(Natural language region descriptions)
+===+
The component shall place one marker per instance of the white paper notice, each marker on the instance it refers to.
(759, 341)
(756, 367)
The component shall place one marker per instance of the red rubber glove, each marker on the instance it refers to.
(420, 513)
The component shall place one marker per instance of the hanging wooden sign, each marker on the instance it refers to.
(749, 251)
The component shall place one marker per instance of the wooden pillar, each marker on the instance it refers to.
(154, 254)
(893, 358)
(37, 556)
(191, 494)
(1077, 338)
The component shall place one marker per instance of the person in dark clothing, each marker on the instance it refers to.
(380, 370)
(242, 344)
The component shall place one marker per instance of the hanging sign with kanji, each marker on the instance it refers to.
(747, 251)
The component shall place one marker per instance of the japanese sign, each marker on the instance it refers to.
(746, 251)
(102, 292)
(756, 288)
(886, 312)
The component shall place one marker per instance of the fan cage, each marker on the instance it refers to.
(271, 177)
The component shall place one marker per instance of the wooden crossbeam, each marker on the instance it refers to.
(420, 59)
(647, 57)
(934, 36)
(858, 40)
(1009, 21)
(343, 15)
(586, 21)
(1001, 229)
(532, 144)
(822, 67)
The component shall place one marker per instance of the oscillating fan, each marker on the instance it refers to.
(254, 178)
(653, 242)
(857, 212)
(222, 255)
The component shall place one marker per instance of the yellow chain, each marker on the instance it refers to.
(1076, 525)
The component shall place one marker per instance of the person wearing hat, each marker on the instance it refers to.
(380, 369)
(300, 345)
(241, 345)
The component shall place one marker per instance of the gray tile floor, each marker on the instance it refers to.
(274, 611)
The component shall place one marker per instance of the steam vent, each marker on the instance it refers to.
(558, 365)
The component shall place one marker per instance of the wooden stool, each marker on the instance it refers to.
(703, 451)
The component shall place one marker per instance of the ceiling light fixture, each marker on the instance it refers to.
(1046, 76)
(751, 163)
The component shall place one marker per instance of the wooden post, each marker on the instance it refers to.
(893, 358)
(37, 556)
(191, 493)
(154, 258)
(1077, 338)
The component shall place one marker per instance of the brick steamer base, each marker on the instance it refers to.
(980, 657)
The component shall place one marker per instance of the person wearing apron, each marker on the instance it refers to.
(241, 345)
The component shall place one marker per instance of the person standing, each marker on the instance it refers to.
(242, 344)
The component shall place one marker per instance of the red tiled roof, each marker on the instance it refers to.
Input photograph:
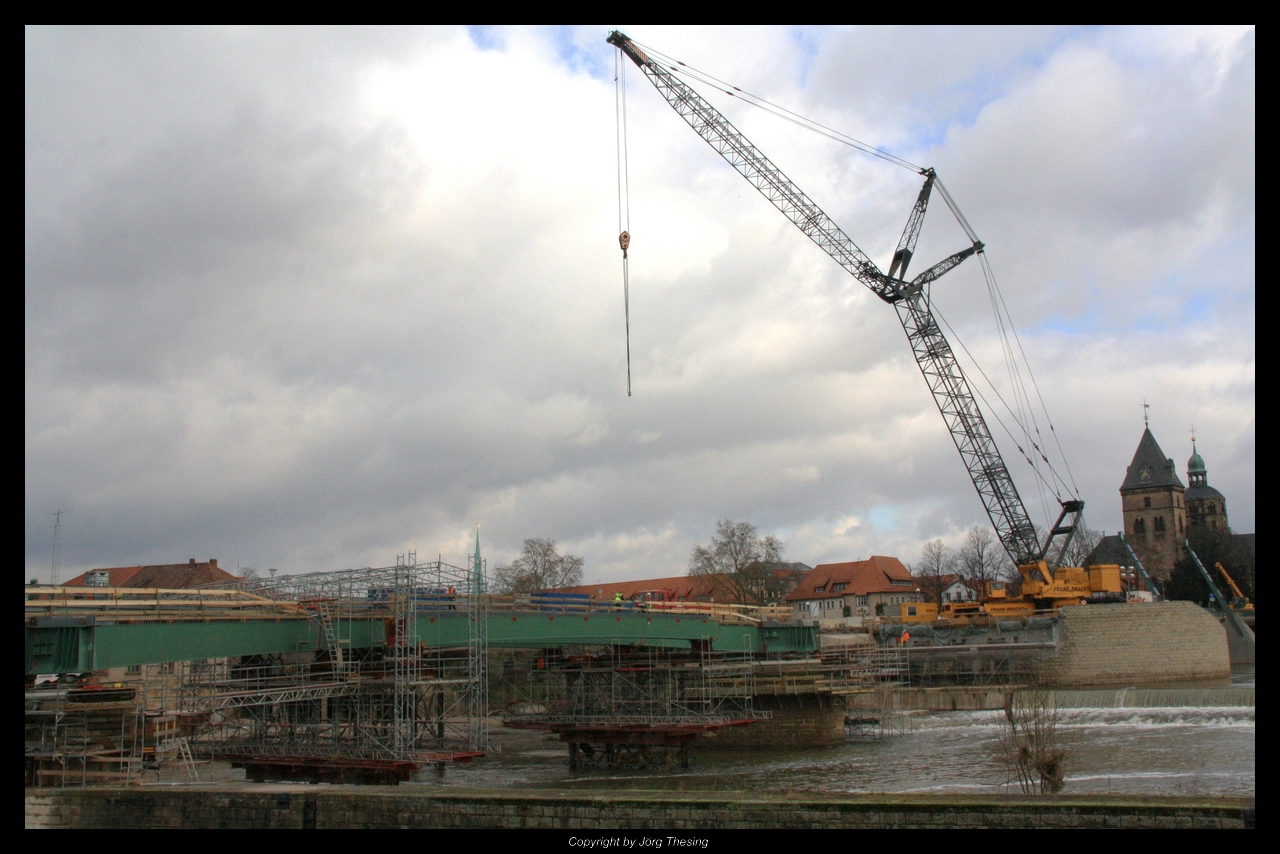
(873, 575)
(172, 576)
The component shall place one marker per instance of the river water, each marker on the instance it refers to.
(1161, 749)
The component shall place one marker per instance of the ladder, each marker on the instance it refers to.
(188, 761)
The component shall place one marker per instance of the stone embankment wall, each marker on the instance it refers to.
(330, 807)
(1121, 644)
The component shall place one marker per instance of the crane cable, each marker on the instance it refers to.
(620, 109)
(781, 112)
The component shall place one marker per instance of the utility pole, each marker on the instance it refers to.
(58, 537)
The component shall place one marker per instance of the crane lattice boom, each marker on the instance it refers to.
(933, 355)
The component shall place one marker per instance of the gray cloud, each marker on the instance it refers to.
(307, 298)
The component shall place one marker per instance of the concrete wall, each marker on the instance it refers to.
(332, 807)
(1114, 644)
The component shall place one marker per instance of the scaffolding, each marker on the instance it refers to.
(625, 685)
(402, 702)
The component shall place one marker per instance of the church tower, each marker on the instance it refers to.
(1206, 507)
(1155, 507)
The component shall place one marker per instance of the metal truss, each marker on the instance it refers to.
(968, 429)
(932, 352)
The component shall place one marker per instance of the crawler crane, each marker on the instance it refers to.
(1043, 584)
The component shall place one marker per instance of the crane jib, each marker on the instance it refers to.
(933, 355)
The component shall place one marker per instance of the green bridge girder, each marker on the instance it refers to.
(76, 645)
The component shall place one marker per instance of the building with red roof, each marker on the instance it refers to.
(854, 589)
(168, 576)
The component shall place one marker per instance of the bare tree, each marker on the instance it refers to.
(745, 561)
(936, 563)
(982, 558)
(1033, 749)
(539, 567)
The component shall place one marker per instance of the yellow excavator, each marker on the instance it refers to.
(1239, 602)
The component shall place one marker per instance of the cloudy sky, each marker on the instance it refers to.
(309, 298)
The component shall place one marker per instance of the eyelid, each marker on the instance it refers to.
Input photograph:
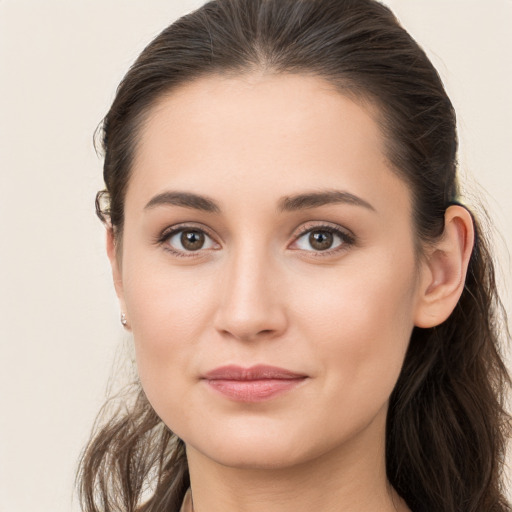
(347, 237)
(171, 231)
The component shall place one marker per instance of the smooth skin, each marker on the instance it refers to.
(254, 286)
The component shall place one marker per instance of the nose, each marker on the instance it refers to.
(251, 298)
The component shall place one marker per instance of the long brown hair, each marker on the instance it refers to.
(447, 428)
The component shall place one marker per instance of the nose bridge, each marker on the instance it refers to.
(250, 304)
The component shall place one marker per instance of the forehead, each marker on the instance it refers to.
(258, 137)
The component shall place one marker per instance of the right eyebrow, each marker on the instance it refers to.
(184, 199)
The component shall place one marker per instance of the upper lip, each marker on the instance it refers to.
(257, 372)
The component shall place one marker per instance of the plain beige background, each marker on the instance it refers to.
(60, 62)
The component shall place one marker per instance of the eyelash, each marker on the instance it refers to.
(346, 237)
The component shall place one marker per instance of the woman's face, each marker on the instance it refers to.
(264, 227)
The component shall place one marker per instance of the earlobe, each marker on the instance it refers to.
(113, 256)
(445, 268)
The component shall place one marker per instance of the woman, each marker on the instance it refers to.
(314, 312)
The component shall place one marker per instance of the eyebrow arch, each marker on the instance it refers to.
(184, 199)
(316, 199)
(286, 204)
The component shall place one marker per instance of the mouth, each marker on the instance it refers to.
(254, 384)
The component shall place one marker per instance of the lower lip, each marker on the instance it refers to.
(254, 390)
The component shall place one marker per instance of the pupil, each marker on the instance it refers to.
(192, 240)
(320, 240)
+===+
• _WORK INSTRUCTION_
Without the pictures, return the records above exactly as given.

• _YOUR SOLUTION_
The component shall place one marker per instance of the white paper notice, each marker on the instance it refers to.
(759, 341)
(756, 367)
The component shall place one marker per instance of the red rubber glove, each marker on the instance it refers to.
(420, 513)
The component shall place one marker per instance of the hanging wooden sign, each marker on the instance it refers to.
(749, 251)
The component shall place one marker per instance of the wooden pillar, each marker on the instance it refers to.
(154, 254)
(893, 358)
(37, 556)
(191, 494)
(1077, 338)
The component shall place one marker per instance of the person in dark clothing, each marker on the instance it refers to.
(380, 370)
(242, 344)
The component shall place one marker per instance of the hanging sign with kanji, each marker on the instance it refers to.
(747, 251)
The component shall place one marker per instance of the japanese sign, each marker on the instance it refers to.
(746, 251)
(102, 292)
(756, 288)
(886, 312)
The component shall place one marker per instance of the fan cage, each marker on the instance it refers to.
(271, 177)
The component shall place one marker per instance of the wooden crossbeam, each marker on the instance it refers to.
(420, 59)
(647, 57)
(934, 36)
(858, 40)
(1009, 21)
(343, 15)
(586, 21)
(1001, 229)
(532, 144)
(822, 67)
The component shall place one marker per instance of the oscillating fan, each marker on the instance it refers to.
(254, 178)
(653, 242)
(857, 212)
(222, 255)
The component shall place one marker per instance of the yellow chain, each marker on the instance it refers to.
(1076, 525)
The component shall place one marker per instance of the person wearing hat, each marker on the instance it refers to.
(380, 369)
(300, 345)
(241, 345)
The component shall place one marker per instance of the gray tile floor, each marker on the instance it refers to.
(274, 611)
The component shall place one marker per instance of the steam vent, each marker on the instance it refers to.
(558, 365)
The component shall place one marker per instance of the wooden stool, each marker on the instance it refers to.
(703, 451)
The component shall place one marker per instance of the ceiling light fixture, each marker on the instance it refers to.
(1046, 76)
(751, 163)
The component shall place one marker per instance of the wooden post, each marker on the instance it refers to.
(893, 358)
(37, 556)
(191, 493)
(154, 258)
(1077, 338)
The component shall place one marker per instance of the brick steamer base, each marker on the instance it refers to.
(980, 657)
The component shall place one marker per instance of the person wearing apron, each marker on the instance it refers to.
(241, 345)
The component shall place one marker per instance of the person standing, each marker on the instance it refers to.
(242, 344)
The component shall place one marker per instance of the red tiled roof, each marker on the instance it refers to.
Input photograph:
(873, 575)
(172, 576)
The component shall place one marker per instance of the river water, each marker on the instance it refers to.
(1161, 749)
The component shall place one marker per instance of the ladder, each marker on the instance it refers to.
(188, 761)
The component shall place one marker per instance of the stone embankment wall, each marker on the instance it refers to.
(330, 807)
(1121, 644)
The component shall place one marker per instance of the crane cable, each marker on the instance it refers to.
(620, 109)
(781, 112)
The component shall place one marker per instance of the utility pole, each marker on the instance it refers to.
(58, 537)
The component shall place one marker per instance of the crane lattice boom, each marker on the instance it refers to.
(933, 355)
The component shall place one marker per instance of the gray cloud, each marker on the instance it refers to.
(307, 298)
The component shall place one marker per instance of the concrete wall, each marker on the instance it refers to.
(332, 807)
(1114, 644)
The component shall place one marker per instance of the scaffolding, each marker on the instance it refers to.
(625, 685)
(402, 702)
The component shall place one marker per instance of the church tower, each marker on the instance it refers to.
(1206, 507)
(1155, 507)
The component shall place one marker per instance of the metal truss, each marker on the instance it refers to.
(968, 429)
(932, 352)
The component shall place one marker per instance of the crawler crane, each marker on the instance it refers to.
(1043, 584)
The component shall place one marker per instance of the crane jib, each marker on the instance it refers to.
(933, 355)
The component shall place one marker per instance of the green bridge girder, each marker on the instance it refers to.
(76, 645)
The component shall place one marker per instance of the building with red roof, each marker on the instance it refers to.
(854, 589)
(168, 576)
The component shall place one marker per instance of the bare tree, each marker on the instance it refers to.
(745, 561)
(936, 563)
(982, 558)
(1033, 749)
(539, 567)
The component shall place one marker per instance of the yellow excavator, each marker on the instance it refers to.
(1239, 602)
The component shall place one marker per instance of the cloudy sky, each marker on the instance it refers to.
(309, 298)
The component shall place one marker per instance of the eyelid, each marker on the instance it refers to.
Input photograph:
(347, 237)
(171, 231)
The component shall place one marker per instance of the smooth skin, each marker on the instance it refers to.
(254, 286)
The component shall place one marker per instance of the nose, each marker on the instance it refers to.
(251, 298)
The component shall place one marker per instance of the long brown hair, each marker on the instance it refers to.
(447, 428)
The component shall place one marker per instance of the nose bridge, each marker on the instance it refers to.
(250, 304)
The component shall place one marker per instance of the forehead, each marker on the instance it refers to.
(258, 137)
The component shall place one marker per instance of the right eyebrow, each marker on the instance it refers to.
(184, 199)
The component shall place one marker per instance of the upper lip, each marker on the instance it refers to.
(257, 372)
The component shall place one marker per instance of the plain beige background, each marker on the instance it refers to.
(60, 62)
The component shall place one marker per instance of the eyelash, each marker on the instance it refers to.
(346, 237)
The component shall place one marker per instance of the woman's face, each marker on the instance it refers to.
(264, 227)
The component shall place one marker per instance of the earlobe, each marker on the instance it refers to.
(113, 256)
(445, 268)
The component shall place one marker per instance of the woman, each marker on the instance it refers to.
(314, 312)
The component shall place one marker per instance of the eyebrow arch, each marker on the instance it refers to.
(184, 199)
(316, 199)
(286, 204)
The component shall place one marker per instance of the mouth, each marker on the instance it refers to.
(254, 384)
The component shall place one marker per instance of the lower lip, each marker on the instance it refers to.
(254, 390)
The component shall place one marker per instance of the pupil, each marker on the instance it refers to.
(192, 240)
(320, 240)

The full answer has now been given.